### The task
When scanning the data, count every line with "left" in it, and report only the resulting number.

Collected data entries
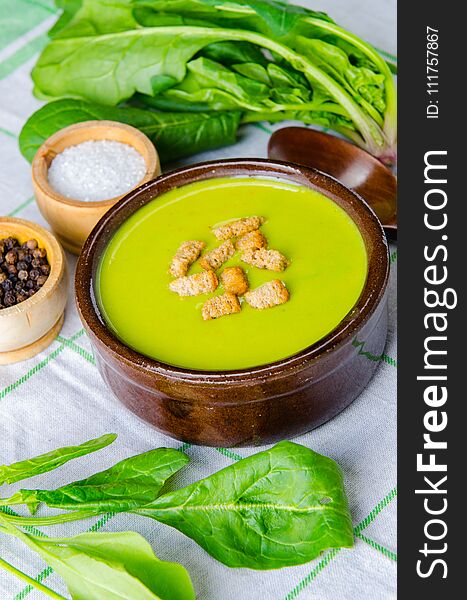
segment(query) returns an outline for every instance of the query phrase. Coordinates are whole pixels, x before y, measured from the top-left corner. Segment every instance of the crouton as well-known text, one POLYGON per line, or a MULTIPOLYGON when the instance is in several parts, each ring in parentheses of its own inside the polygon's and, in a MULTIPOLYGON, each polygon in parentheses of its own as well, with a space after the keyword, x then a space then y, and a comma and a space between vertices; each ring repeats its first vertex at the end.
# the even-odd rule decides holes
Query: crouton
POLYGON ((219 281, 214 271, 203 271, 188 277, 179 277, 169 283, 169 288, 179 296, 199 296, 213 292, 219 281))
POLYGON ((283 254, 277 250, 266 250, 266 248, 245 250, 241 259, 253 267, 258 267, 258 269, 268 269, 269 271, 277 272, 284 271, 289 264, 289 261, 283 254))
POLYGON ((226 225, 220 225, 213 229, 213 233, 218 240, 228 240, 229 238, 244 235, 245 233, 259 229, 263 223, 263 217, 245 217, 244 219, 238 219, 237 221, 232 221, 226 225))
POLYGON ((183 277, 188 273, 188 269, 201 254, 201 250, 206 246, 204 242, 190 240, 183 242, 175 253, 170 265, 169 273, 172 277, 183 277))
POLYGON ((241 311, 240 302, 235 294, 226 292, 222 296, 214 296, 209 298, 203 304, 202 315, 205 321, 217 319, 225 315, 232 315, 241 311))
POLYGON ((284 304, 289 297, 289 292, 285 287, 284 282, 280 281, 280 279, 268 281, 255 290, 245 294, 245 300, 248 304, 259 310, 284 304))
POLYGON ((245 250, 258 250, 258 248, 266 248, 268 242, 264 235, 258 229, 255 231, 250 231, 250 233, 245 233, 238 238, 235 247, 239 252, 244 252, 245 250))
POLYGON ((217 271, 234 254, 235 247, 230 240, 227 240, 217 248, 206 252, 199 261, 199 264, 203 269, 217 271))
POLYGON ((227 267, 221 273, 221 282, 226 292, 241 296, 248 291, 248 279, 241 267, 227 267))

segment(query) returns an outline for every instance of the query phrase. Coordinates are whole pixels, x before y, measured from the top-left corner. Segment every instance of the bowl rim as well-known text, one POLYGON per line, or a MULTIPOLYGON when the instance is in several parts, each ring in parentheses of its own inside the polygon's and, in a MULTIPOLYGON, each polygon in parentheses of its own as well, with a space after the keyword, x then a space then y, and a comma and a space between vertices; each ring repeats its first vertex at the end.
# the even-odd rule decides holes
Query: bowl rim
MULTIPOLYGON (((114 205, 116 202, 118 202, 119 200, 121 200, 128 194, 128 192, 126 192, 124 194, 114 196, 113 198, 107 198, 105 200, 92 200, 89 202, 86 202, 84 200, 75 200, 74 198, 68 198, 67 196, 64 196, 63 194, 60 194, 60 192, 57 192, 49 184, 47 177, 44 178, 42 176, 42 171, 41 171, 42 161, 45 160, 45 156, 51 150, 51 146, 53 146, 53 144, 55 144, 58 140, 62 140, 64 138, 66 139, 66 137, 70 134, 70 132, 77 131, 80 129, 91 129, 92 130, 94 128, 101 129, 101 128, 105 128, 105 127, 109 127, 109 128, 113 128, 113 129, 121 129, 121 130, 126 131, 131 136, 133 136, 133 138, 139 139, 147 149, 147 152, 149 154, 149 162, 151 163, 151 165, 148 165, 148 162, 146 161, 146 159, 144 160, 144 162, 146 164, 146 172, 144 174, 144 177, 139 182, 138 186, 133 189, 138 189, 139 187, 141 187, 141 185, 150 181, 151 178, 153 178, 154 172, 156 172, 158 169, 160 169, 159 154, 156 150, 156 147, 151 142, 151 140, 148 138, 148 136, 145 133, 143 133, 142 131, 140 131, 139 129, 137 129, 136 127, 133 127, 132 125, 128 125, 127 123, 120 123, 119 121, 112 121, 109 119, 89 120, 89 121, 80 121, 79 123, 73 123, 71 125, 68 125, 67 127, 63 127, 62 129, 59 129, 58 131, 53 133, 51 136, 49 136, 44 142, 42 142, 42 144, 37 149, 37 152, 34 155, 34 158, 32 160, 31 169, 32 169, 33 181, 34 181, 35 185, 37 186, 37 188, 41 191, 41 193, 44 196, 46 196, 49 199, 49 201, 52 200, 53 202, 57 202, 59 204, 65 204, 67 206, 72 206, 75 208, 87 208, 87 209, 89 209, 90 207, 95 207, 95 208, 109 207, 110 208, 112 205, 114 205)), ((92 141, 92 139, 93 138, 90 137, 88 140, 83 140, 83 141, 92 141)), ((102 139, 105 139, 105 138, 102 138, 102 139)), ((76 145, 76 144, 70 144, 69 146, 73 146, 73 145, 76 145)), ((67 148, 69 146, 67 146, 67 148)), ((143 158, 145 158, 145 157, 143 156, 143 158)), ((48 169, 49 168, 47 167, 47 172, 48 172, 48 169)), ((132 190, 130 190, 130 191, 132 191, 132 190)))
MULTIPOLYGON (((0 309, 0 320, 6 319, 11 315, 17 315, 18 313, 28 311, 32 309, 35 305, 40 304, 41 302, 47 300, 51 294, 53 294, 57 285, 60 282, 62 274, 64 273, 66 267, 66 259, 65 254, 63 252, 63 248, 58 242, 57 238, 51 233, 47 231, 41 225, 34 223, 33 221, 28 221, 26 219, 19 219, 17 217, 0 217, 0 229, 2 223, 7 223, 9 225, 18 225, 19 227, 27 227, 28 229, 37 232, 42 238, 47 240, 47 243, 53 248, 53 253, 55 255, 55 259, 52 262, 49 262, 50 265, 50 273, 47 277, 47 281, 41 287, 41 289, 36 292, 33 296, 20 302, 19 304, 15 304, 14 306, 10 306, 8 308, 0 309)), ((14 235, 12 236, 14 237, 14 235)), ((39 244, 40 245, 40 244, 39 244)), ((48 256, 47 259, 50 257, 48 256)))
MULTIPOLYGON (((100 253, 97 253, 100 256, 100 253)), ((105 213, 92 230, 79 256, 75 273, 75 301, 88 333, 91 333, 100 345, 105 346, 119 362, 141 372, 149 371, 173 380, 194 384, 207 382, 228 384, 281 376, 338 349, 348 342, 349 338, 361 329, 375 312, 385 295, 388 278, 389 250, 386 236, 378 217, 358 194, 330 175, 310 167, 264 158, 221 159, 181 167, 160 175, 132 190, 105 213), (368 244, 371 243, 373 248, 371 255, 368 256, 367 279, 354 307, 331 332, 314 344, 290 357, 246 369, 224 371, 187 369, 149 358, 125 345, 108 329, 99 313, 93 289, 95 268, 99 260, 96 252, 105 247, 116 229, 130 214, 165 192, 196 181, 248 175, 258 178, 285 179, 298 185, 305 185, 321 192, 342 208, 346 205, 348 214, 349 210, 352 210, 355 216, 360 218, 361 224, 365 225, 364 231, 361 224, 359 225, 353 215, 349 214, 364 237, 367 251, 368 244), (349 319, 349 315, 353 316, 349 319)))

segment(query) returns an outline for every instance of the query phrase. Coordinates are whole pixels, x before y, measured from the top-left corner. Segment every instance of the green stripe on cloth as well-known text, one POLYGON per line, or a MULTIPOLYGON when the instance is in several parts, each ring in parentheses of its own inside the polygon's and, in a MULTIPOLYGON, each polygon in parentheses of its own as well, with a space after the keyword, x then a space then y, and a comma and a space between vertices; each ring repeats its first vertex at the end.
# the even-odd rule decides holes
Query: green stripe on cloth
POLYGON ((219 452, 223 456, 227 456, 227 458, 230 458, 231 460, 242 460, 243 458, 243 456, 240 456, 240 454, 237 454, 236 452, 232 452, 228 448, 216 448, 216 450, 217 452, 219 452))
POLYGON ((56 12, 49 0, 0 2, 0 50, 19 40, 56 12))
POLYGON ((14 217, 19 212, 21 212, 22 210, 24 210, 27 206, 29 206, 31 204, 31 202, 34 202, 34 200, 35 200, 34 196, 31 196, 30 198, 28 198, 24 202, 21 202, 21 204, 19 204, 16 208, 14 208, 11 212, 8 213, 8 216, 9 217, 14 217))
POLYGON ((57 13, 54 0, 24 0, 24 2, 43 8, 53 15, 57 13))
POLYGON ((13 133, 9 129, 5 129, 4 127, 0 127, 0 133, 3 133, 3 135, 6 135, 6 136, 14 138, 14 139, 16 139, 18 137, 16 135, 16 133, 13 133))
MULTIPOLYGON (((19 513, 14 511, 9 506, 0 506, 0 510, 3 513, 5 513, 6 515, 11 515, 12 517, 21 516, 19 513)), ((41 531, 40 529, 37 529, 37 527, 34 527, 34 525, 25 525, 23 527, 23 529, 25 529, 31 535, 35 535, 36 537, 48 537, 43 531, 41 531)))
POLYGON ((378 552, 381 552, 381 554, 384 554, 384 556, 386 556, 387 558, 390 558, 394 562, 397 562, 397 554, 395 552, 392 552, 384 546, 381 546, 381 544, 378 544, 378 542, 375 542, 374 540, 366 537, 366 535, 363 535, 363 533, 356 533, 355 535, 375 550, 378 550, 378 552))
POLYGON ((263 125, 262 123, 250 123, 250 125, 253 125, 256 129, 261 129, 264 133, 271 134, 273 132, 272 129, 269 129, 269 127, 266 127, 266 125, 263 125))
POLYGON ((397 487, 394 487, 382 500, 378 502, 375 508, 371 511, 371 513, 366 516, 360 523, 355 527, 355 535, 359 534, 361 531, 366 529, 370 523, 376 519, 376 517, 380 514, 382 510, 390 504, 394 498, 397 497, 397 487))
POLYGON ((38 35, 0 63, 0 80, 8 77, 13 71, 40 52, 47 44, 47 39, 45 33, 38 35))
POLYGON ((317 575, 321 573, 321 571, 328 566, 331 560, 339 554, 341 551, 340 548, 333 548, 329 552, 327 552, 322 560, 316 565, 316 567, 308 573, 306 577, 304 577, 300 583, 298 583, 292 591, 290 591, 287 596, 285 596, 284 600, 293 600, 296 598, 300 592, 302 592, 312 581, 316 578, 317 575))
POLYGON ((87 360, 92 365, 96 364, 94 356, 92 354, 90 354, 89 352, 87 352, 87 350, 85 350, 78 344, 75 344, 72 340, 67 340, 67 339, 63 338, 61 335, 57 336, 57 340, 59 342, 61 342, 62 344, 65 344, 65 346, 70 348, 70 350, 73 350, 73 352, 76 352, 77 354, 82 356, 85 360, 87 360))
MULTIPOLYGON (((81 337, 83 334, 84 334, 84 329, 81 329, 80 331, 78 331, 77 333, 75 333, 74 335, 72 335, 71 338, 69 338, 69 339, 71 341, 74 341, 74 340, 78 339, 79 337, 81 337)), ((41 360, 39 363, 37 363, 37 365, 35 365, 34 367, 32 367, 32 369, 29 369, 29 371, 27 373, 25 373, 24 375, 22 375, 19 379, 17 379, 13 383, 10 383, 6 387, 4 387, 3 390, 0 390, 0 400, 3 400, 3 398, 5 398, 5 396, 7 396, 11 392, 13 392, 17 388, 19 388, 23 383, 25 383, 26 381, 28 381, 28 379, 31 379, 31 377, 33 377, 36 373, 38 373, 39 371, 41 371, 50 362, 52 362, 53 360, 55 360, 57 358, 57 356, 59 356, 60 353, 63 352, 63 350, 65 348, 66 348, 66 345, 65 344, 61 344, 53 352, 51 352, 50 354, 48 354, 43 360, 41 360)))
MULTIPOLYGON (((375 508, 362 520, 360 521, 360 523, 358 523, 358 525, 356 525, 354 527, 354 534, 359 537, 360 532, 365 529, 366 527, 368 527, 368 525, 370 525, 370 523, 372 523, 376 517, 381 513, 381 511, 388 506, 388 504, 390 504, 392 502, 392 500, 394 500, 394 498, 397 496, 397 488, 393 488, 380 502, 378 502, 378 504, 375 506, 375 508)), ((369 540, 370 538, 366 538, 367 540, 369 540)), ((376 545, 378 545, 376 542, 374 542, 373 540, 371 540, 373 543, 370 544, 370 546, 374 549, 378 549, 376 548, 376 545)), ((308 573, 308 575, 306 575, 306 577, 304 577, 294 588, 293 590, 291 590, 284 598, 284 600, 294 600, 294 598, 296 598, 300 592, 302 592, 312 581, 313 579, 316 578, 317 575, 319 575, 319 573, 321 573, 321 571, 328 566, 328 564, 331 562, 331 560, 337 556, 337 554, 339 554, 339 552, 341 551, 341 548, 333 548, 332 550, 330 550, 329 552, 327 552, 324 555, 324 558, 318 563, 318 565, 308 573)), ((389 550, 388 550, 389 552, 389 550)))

### Answer box
3